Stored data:

◇ ◇ ◇ ◇ ◇

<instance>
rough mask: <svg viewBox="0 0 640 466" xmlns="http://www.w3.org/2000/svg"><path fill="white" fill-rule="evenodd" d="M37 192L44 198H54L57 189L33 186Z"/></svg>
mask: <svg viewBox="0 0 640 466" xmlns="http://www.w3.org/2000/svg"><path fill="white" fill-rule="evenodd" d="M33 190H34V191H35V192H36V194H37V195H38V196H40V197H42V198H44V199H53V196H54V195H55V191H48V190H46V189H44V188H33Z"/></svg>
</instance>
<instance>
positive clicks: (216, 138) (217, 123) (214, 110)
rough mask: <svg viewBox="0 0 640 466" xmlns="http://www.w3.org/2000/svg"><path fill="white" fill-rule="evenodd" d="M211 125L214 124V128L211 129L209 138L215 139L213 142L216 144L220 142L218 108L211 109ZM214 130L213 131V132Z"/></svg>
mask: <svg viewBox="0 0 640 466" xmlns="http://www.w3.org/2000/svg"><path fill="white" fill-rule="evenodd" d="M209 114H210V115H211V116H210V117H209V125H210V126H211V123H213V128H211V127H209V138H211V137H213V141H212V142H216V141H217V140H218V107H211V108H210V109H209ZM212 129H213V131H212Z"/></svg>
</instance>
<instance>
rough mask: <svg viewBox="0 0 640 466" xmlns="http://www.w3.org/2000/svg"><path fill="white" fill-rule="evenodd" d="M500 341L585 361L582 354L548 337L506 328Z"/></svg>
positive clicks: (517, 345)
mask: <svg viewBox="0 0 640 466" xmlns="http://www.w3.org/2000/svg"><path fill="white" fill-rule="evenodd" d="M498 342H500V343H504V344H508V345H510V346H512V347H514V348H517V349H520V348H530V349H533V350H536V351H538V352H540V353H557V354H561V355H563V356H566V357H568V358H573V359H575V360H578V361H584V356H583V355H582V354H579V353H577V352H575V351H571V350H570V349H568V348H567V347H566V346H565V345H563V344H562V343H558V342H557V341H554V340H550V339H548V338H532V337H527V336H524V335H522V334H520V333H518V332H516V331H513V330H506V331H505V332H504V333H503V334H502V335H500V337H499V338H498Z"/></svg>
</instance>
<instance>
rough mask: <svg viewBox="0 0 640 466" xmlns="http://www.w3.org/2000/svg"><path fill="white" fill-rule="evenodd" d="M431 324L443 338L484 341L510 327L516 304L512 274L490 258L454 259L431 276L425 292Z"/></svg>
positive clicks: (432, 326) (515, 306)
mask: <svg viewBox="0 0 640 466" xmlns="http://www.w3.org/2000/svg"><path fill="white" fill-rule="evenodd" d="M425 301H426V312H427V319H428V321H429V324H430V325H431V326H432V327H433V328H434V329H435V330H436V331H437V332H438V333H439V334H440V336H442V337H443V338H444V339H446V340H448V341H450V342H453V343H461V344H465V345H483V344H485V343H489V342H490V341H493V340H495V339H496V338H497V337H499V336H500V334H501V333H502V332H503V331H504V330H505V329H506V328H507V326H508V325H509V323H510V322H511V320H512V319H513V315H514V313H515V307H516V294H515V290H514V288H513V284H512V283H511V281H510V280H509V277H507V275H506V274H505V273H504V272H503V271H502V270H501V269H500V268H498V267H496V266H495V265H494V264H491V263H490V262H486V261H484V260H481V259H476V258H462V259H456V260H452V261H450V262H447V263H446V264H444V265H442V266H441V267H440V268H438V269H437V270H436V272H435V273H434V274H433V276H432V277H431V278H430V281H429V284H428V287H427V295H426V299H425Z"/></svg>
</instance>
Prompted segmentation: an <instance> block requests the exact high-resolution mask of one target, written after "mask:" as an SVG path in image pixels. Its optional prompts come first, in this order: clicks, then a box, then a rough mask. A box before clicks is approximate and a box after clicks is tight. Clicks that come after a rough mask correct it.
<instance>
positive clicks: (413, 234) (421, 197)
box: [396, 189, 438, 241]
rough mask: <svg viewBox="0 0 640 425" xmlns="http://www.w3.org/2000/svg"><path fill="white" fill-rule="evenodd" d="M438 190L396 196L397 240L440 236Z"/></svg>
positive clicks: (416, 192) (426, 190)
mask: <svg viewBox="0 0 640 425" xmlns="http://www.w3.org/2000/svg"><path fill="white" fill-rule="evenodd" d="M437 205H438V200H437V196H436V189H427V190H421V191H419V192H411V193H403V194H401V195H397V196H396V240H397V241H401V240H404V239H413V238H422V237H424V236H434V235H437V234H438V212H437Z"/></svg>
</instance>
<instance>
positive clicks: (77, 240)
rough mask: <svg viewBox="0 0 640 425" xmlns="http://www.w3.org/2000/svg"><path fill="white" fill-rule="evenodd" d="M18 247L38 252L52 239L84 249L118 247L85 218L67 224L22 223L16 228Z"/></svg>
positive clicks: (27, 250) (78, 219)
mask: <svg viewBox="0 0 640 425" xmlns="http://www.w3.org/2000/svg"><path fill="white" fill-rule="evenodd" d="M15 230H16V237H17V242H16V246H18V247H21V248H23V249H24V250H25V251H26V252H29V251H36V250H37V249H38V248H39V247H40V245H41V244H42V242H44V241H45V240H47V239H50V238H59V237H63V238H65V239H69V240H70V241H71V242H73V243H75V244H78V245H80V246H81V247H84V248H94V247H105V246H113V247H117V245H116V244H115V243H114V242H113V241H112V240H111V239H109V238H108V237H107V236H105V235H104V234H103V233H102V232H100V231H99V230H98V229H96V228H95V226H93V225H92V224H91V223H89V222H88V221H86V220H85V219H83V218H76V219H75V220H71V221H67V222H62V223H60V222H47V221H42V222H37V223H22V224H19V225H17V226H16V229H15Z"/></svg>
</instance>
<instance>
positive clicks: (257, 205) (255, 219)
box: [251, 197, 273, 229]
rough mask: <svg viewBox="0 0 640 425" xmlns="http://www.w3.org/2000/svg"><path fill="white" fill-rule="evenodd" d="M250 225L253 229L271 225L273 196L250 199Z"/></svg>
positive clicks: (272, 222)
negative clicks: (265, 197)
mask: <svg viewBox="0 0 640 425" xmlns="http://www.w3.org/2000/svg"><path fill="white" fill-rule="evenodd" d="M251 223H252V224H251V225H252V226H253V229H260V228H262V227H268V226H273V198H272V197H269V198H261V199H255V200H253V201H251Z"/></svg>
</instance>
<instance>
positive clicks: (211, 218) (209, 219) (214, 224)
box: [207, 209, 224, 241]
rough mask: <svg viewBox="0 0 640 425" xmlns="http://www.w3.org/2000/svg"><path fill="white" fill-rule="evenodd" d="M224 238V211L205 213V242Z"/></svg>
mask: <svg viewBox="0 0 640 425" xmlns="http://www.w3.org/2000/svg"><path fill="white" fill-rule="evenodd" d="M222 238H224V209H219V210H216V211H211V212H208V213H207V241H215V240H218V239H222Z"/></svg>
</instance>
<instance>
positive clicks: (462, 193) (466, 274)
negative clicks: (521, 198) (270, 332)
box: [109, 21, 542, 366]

◇ ◇ ◇ ◇ ◇

Write out every entry above again, character for character, leaving nothing out and changing nothing.

* _Result for this task_
<instance>
rough mask: <svg viewBox="0 0 640 466" xmlns="http://www.w3.org/2000/svg"><path fill="white" fill-rule="evenodd" d="M37 192L44 198H54L57 189L33 186Z"/></svg>
mask: <svg viewBox="0 0 640 466" xmlns="http://www.w3.org/2000/svg"><path fill="white" fill-rule="evenodd" d="M33 190H34V191H35V192H36V194H37V195H38V196H40V197H42V198H44V199H53V196H54V195H55V191H48V190H46V189H44V188H33Z"/></svg>
</instance>
<instance>
positive clicks: (216, 138) (217, 123) (214, 110)
rough mask: <svg viewBox="0 0 640 466" xmlns="http://www.w3.org/2000/svg"><path fill="white" fill-rule="evenodd" d="M211 125L214 124V128L211 129L209 138L215 139L213 142L216 144L220 142L218 108L211 109ZM214 130L213 131V132Z"/></svg>
mask: <svg viewBox="0 0 640 466" xmlns="http://www.w3.org/2000/svg"><path fill="white" fill-rule="evenodd" d="M209 114H210V115H211V116H210V117H209V125H210V126H211V123H213V128H211V127H209V138H211V137H213V141H212V142H216V141H217V140H218V107H211V108H210V109H209ZM212 129H213V131H212Z"/></svg>
</instance>
<instance>
rough mask: <svg viewBox="0 0 640 466" xmlns="http://www.w3.org/2000/svg"><path fill="white" fill-rule="evenodd" d="M500 341L585 361L582 354L548 337L506 328Z"/></svg>
positive clicks: (517, 345)
mask: <svg viewBox="0 0 640 466" xmlns="http://www.w3.org/2000/svg"><path fill="white" fill-rule="evenodd" d="M498 342H500V343H504V344H508V345H510V346H512V347H514V348H517V349H520V348H530V349H533V350H536V351H538V352H540V353H557V354H561V355H563V356H566V357H568V358H573V359H575V360H578V361H584V356H583V355H582V354H579V353H577V352H575V351H571V350H570V349H568V348H567V347H566V346H565V345H563V344H562V343H558V342H557V341H554V340H550V339H548V338H532V337H527V336H524V335H522V334H520V333H518V332H516V331H513V330H506V331H505V332H504V333H503V334H502V335H500V337H499V338H498Z"/></svg>
</instance>
<instance>
rough mask: <svg viewBox="0 0 640 466" xmlns="http://www.w3.org/2000/svg"><path fill="white" fill-rule="evenodd" d="M431 324L443 338L484 341L510 327L516 304L512 274L490 258L454 259L431 276L425 292Z"/></svg>
positive clicks: (432, 326) (515, 306)
mask: <svg viewBox="0 0 640 466" xmlns="http://www.w3.org/2000/svg"><path fill="white" fill-rule="evenodd" d="M425 301H426V312H427V319H428V321H429V324H430V325H431V326H432V327H433V328H434V329H435V330H436V331H437V332H438V333H439V334H440V336H442V337H443V338H444V339H446V340H448V341H450V342H453V343H461V344H465V345H483V344H485V343H489V342H490V341H493V340H495V339H496V338H497V337H499V336H500V334H501V333H502V332H503V331H504V330H505V329H506V328H507V326H508V325H509V323H510V322H511V320H512V319H513V315H514V313H515V307H516V294H515V290H514V288H513V284H512V283H511V281H510V280H509V277H507V275H506V274H505V273H504V272H503V271H502V270H501V269H500V268H498V267H496V266H495V265H494V264H491V263H490V262H486V261H484V260H481V259H476V258H462V259H456V260H452V261H450V262H447V263H446V264H444V265H442V266H441V267H440V268H438V269H437V270H436V272H435V273H434V274H433V276H432V277H431V278H430V281H429V284H428V287H427V295H426V299H425Z"/></svg>
</instance>
Prompted segmentation: an <instance> block requests the exact high-resolution mask of one target, written after "mask:" as an SVG path in image pixels. Its optional prompts come first, in this order: clicks, then a box, then a rough mask. A box before clicks is approximate and a box after clicks is tight. Clicks that come after a rough mask correct it.
<instance>
positive clicks: (413, 234) (421, 197)
box: [396, 189, 438, 241]
rough mask: <svg viewBox="0 0 640 425" xmlns="http://www.w3.org/2000/svg"><path fill="white" fill-rule="evenodd" d="M438 190L396 196L397 240L440 236Z"/></svg>
positive clicks: (416, 192) (426, 190)
mask: <svg viewBox="0 0 640 425" xmlns="http://www.w3.org/2000/svg"><path fill="white" fill-rule="evenodd" d="M437 205H438V200H437V196H436V189H427V190H421V191H419V192H411V193H403V194H401V195H397V196H396V240H397V241H401V240H404V239H413V238H422V237H424V236H434V235H437V234H438V212H437Z"/></svg>
</instance>
<instance>
positive clicks: (77, 240)
rough mask: <svg viewBox="0 0 640 425" xmlns="http://www.w3.org/2000/svg"><path fill="white" fill-rule="evenodd" d="M18 247L38 252L52 239L84 249L118 247L85 218L67 224L22 223L16 228Z"/></svg>
positive clicks: (27, 250) (78, 219)
mask: <svg viewBox="0 0 640 425" xmlns="http://www.w3.org/2000/svg"><path fill="white" fill-rule="evenodd" d="M15 230H16V237H17V242H16V246H18V247H21V248H23V249H24V250H25V251H26V252H29V251H36V250H37V249H38V248H39V247H40V245H41V244H42V242H44V241H45V240H47V239H50V238H59V237H63V238H65V239H69V240H70V241H71V242H73V243H75V244H78V245H80V246H81V247H84V248H94V247H105V246H113V247H117V245H116V244H115V243H114V242H113V241H112V240H111V239H109V238H108V237H107V236H105V235H104V234H103V233H102V232H100V231H99V230H98V229H96V228H95V226H93V225H92V224H91V223H89V222H88V221H86V220H85V219H83V218H76V219H75V220H71V221H67V222H62V223H60V222H47V221H42V222H37V223H22V224H19V225H17V226H16V229H15Z"/></svg>
</instance>
<instance>
positive clicks: (257, 205) (255, 219)
box: [251, 197, 273, 229]
rough mask: <svg viewBox="0 0 640 425" xmlns="http://www.w3.org/2000/svg"><path fill="white" fill-rule="evenodd" d="M250 225L253 229L271 225L273 196L250 199Z"/></svg>
positive clicks: (272, 222)
negative clicks: (265, 197)
mask: <svg viewBox="0 0 640 425" xmlns="http://www.w3.org/2000/svg"><path fill="white" fill-rule="evenodd" d="M251 223H252V224H251V225H252V226H253V229H260V228H262V227H268V226H273V198H272V197H269V198H261V199H255V200H253V201H251Z"/></svg>
</instance>
<instance>
positive clicks: (211, 218) (209, 219) (214, 224)
box: [207, 209, 224, 241]
rough mask: <svg viewBox="0 0 640 425" xmlns="http://www.w3.org/2000/svg"><path fill="white" fill-rule="evenodd" d="M224 238V211L205 213V242Z"/></svg>
mask: <svg viewBox="0 0 640 425" xmlns="http://www.w3.org/2000/svg"><path fill="white" fill-rule="evenodd" d="M222 238H224V209H219V210H216V211H211V212H208V213H207V241H215V240H218V239H222Z"/></svg>
</instance>
<instance>
positive clicks: (462, 193) (466, 274)
negative clicks: (521, 198) (270, 332)
box: [109, 21, 542, 366]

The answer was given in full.